→ **Material for this task**:
###
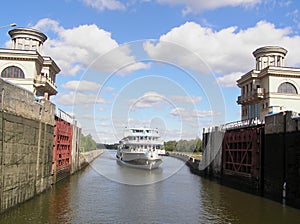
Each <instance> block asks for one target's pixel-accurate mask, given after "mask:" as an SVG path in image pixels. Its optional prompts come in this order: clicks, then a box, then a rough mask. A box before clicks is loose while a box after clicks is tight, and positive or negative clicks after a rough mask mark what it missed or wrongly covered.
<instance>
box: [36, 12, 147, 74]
mask: <svg viewBox="0 0 300 224" xmlns="http://www.w3.org/2000/svg"><path fill="white" fill-rule="evenodd" d="M34 28H36V29H39V30H41V31H42V32H45V33H47V32H54V34H55V35H54V36H55V38H48V40H47V41H46V42H45V44H44V53H45V54H47V55H51V57H52V58H53V59H54V60H55V61H56V63H57V64H58V66H59V67H60V68H61V74H66V75H76V73H78V72H79V71H80V70H83V69H87V68H89V67H91V68H92V69H95V70H97V71H100V72H108V73H111V72H117V71H119V70H120V69H121V68H124V69H123V73H125V74H127V73H129V72H132V71H134V70H137V69H141V68H148V67H149V65H147V64H143V63H142V62H136V61H135V57H134V56H132V55H130V54H131V49H130V47H129V45H122V46H119V44H118V43H117V42H116V41H115V40H114V39H112V37H111V33H109V32H107V31H105V30H103V29H100V28H99V27H98V26H97V25H95V24H91V25H81V26H78V27H74V28H70V29H65V28H63V27H62V26H60V25H59V23H58V22H57V21H55V20H51V19H48V18H45V19H41V20H40V21H38V23H37V24H36V25H35V26H34Z"/></svg>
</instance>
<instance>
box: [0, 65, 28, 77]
mask: <svg viewBox="0 0 300 224" xmlns="http://www.w3.org/2000/svg"><path fill="white" fill-rule="evenodd" d="M1 77H2V78H16V79H24V78H25V75H24V72H23V71H22V69H20V68H19V67H17V66H9V67H7V68H5V69H4V70H3V71H2V72H1Z"/></svg>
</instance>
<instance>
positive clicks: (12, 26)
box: [0, 23, 17, 28]
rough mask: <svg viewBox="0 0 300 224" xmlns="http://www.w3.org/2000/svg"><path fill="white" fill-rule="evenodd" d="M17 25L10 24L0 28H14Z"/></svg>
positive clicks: (3, 26)
mask: <svg viewBox="0 0 300 224" xmlns="http://www.w3.org/2000/svg"><path fill="white" fill-rule="evenodd" d="M16 25H17V24H15V23H11V24H7V25H4V26H0V28H6V27H14V26H16Z"/></svg>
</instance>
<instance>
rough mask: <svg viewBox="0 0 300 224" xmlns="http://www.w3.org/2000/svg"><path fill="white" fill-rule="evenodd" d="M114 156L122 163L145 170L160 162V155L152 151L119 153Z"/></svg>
mask: <svg viewBox="0 0 300 224" xmlns="http://www.w3.org/2000/svg"><path fill="white" fill-rule="evenodd" d="M116 157H117V160H118V162H119V163H121V164H123V165H126V166H128V167H131V168H138V169H145V170H152V169H156V168H158V167H159V166H160V164H161V163H162V157H161V156H158V155H157V154H152V153H151V154H150V153H119V154H117V156H116Z"/></svg>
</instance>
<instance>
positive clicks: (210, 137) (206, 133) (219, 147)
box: [199, 126, 225, 177]
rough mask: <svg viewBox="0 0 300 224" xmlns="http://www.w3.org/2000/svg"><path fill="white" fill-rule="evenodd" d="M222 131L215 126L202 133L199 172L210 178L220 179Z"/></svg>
mask: <svg viewBox="0 0 300 224" xmlns="http://www.w3.org/2000/svg"><path fill="white" fill-rule="evenodd" d="M224 133H225V132H224V131H223V130H222V129H221V128H220V127H218V126H216V127H214V128H212V129H211V130H209V131H207V132H204V133H203V141H202V148H203V155H202V160H201V162H200V163H199V171H200V172H202V173H203V174H204V175H208V176H211V177H220V175H221V171H222V141H223V137H224Z"/></svg>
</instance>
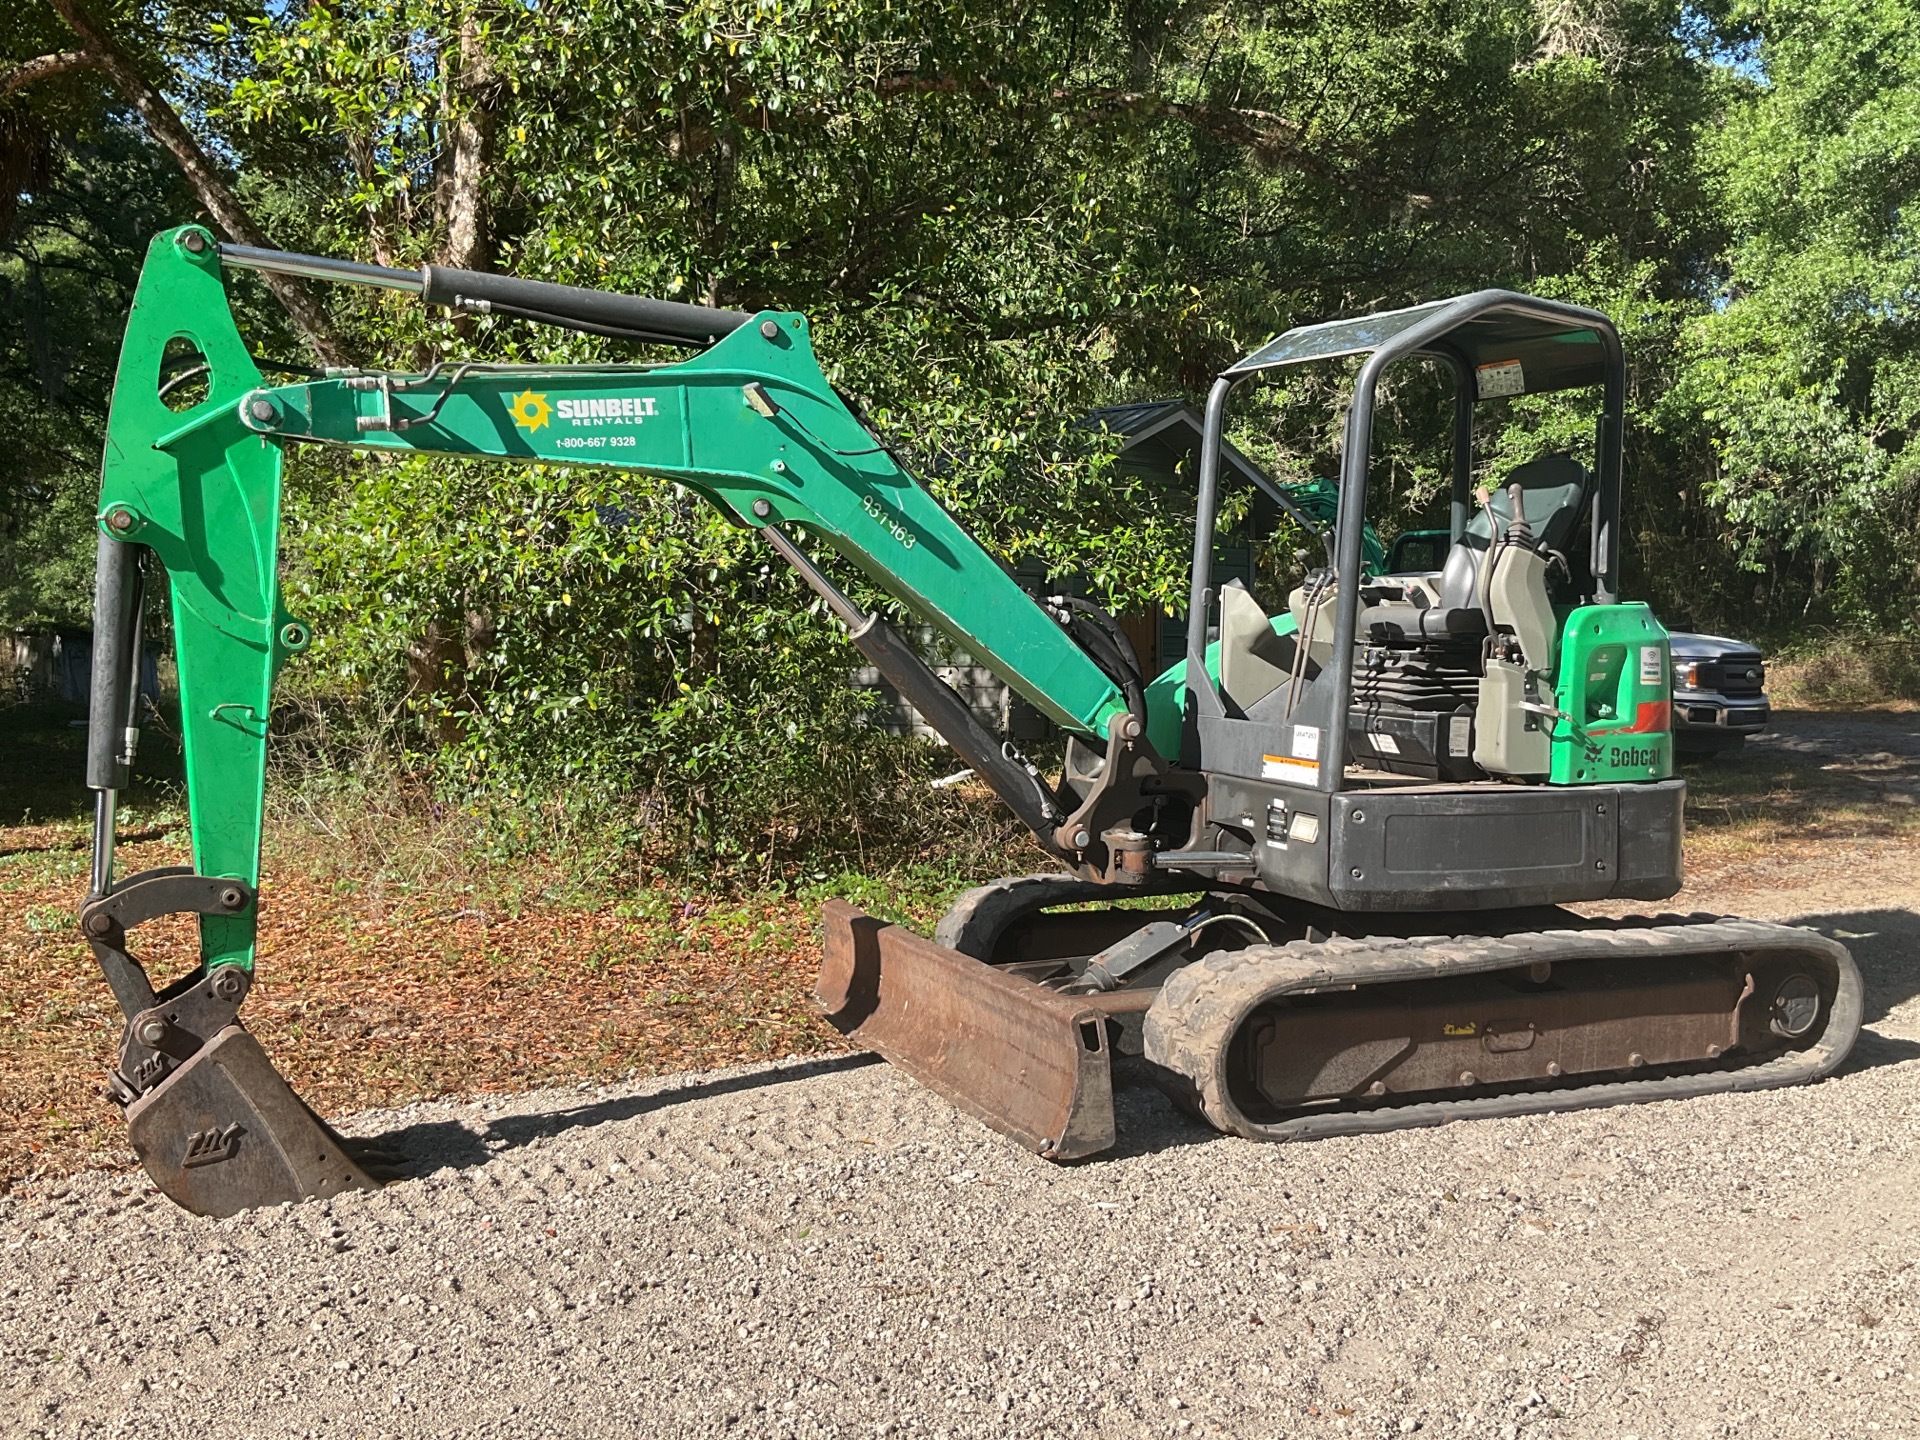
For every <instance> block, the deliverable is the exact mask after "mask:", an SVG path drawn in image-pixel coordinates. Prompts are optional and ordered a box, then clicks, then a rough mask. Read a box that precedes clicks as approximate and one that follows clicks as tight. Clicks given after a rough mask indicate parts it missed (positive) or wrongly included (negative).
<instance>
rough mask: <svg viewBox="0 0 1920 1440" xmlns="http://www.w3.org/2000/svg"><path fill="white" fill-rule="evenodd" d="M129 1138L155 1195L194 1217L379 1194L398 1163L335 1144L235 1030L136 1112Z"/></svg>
mask: <svg viewBox="0 0 1920 1440" xmlns="http://www.w3.org/2000/svg"><path fill="white" fill-rule="evenodd" d="M127 1129H129V1135H131V1139H132V1148H134V1154H138V1156H140V1164H142V1165H146V1173H148V1175H150V1177H152V1179H154V1185H157V1187H159V1190H161V1194H165V1196H167V1198H169V1200H173V1202H175V1204H177V1206H180V1208H182V1210H190V1212H194V1213H196V1215H215V1217H219V1215H232V1213H236V1212H240V1210H252V1208H255V1206H276V1204H280V1202H286V1200H309V1198H317V1200H324V1198H328V1196H334V1194H340V1192H342V1190H374V1188H378V1187H380V1169H382V1165H380V1162H382V1160H388V1162H390V1160H392V1158H390V1156H378V1152H374V1150H372V1148H371V1146H357V1144H355V1142H351V1140H346V1139H344V1137H340V1135H336V1133H334V1129H332V1127H330V1125H328V1123H326V1121H324V1119H321V1117H319V1116H315V1114H313V1112H311V1110H309V1108H307V1106H305V1102H303V1100H301V1098H300V1096H298V1094H294V1091H292V1087H288V1083H286V1081H284V1079H280V1071H276V1069H275V1068H273V1062H271V1060H267V1052H265V1050H261V1048H259V1041H255V1039H253V1037H252V1035H250V1033H248V1031H246V1027H244V1025H238V1023H234V1025H227V1027H225V1029H221V1031H219V1033H217V1035H215V1037H213V1039H211V1041H207V1043H205V1044H204V1046H200V1048H198V1050H194V1054H192V1056H188V1058H186V1060H184V1062H182V1064H180V1066H179V1068H177V1069H175V1071H173V1073H171V1075H167V1079H163V1081H161V1083H159V1085H156V1087H154V1089H152V1091H148V1092H146V1094H142V1096H140V1098H138V1100H134V1102H132V1104H129V1106H127Z"/></svg>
###
→ **Directive**: Report each line in the rows above that contains the word "missed", treating uppercase and lowercase as different.

→ **Exercise answer**:
Each <instance> block asks for one target's pixel-accurate mask, given after "mask:" as an SVG path in image pixels. Its optional prompts come in this order: clicks, then a box, then a rough mask. A box before clicks is loose while a box after clicks is tight, and positive or negative clicks after a rough mask mark what it missed or wrongly covered.
For every <instance> block, the deliverable is the exact mask after "mask:", an SVG path drawn in image-pixel coordinates. Prompts are optional and ordered a box, then clicks, then a rough mask. Read a box that precedes clicks as approximate and one that follows clicks as tight. Clicks given after a rough mask indicate parts it missed (positive) or wrongly included (negative).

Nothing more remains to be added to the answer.